WHAT YOU SHOULD DO —
Look at the data below and print exactly the lines from its first line through the line with "outline --target=packed snow"; the pictures stay out of the copy.

RECORDS TO PROCESS —
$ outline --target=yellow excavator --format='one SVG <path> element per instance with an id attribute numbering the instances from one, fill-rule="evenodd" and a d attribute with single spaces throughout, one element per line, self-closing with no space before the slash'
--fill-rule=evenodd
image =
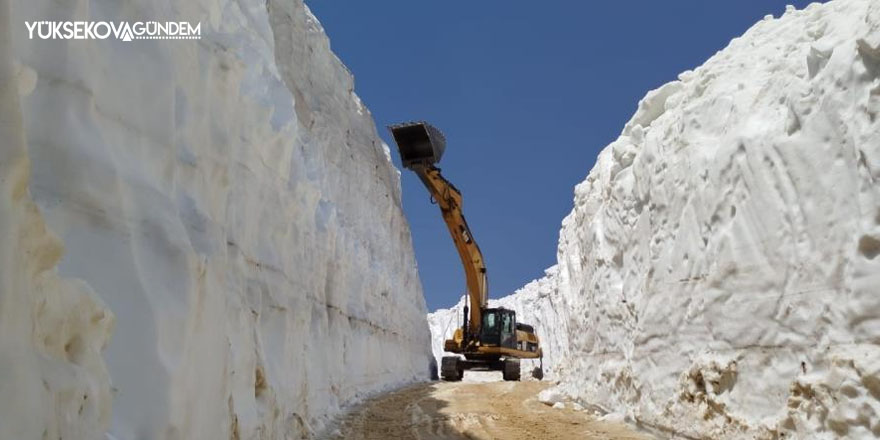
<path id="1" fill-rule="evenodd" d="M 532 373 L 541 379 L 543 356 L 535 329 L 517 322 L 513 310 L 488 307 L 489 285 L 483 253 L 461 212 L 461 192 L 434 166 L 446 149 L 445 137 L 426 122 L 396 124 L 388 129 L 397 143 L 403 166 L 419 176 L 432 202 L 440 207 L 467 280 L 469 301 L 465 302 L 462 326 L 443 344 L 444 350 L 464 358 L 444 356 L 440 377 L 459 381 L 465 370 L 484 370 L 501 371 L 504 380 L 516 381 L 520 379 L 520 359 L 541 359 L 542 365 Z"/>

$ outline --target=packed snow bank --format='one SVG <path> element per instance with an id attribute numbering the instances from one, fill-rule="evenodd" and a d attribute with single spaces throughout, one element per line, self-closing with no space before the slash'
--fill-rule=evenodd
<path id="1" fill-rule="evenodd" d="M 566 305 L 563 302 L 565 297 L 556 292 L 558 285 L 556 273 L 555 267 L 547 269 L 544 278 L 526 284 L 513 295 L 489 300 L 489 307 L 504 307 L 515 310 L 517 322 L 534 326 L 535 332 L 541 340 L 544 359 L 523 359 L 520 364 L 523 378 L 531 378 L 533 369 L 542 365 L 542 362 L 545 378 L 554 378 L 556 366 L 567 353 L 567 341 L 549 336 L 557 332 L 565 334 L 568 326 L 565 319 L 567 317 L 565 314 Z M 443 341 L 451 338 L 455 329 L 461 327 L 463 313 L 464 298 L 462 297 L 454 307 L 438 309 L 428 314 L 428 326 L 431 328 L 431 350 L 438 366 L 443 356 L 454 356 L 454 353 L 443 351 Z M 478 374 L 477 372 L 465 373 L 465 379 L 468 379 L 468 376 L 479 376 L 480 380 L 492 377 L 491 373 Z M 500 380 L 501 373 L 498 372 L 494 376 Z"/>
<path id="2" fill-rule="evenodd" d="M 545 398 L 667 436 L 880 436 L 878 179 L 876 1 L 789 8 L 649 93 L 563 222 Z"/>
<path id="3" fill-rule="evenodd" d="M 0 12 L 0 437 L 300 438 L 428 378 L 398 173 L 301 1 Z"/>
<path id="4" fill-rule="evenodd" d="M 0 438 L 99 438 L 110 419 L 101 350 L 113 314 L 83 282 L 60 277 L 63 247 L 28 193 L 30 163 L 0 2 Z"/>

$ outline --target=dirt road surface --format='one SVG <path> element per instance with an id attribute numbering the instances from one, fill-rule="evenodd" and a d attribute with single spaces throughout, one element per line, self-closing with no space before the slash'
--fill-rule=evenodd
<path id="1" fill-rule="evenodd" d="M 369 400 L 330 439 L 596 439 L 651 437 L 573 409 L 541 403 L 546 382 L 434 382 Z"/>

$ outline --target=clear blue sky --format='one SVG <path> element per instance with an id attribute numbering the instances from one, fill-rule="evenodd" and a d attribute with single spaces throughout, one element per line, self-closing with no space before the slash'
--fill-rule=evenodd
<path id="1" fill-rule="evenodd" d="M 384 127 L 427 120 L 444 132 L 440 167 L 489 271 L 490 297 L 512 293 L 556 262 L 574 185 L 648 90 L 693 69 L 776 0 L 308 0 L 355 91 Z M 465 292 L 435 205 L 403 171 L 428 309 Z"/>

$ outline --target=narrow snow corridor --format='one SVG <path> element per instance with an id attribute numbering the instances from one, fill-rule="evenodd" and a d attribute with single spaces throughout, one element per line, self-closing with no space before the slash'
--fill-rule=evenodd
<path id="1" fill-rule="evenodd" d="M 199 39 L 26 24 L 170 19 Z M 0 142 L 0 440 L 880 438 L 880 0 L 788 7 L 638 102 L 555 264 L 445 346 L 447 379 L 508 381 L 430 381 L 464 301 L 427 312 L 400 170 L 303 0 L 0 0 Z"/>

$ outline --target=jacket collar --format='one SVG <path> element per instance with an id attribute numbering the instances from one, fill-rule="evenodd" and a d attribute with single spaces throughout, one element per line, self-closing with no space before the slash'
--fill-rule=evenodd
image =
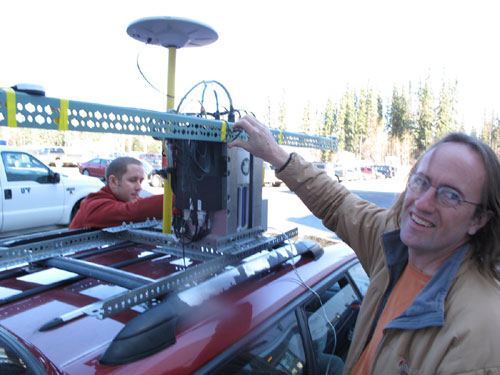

SOLUTION BELOW —
$ outline --target=yellow excavator --format='one SVG <path> element per instance with an id attribute numbering the instances from one, fill-rule="evenodd" and a d attribute with single spaces throughout, one element per line, self-closing with no space before the slash'
--fill-rule=evenodd
image =
<path id="1" fill-rule="evenodd" d="M 532 373 L 541 379 L 543 356 L 535 329 L 517 322 L 513 310 L 488 307 L 489 285 L 483 253 L 461 212 L 461 192 L 434 166 L 446 149 L 445 137 L 426 122 L 396 124 L 388 129 L 397 143 L 403 166 L 419 176 L 432 202 L 440 207 L 467 280 L 469 301 L 465 302 L 462 326 L 443 344 L 444 350 L 464 358 L 444 356 L 440 377 L 459 381 L 465 370 L 484 370 L 501 371 L 504 380 L 516 381 L 520 379 L 520 359 L 541 359 L 542 365 Z"/>

$ outline --target=packed snow bank --format='one SVG <path> element per instance with an id attribute numbering the instances from one, fill-rule="evenodd" and a d attribute with single spaces throughout, one element per line, self-closing with no space before the slash'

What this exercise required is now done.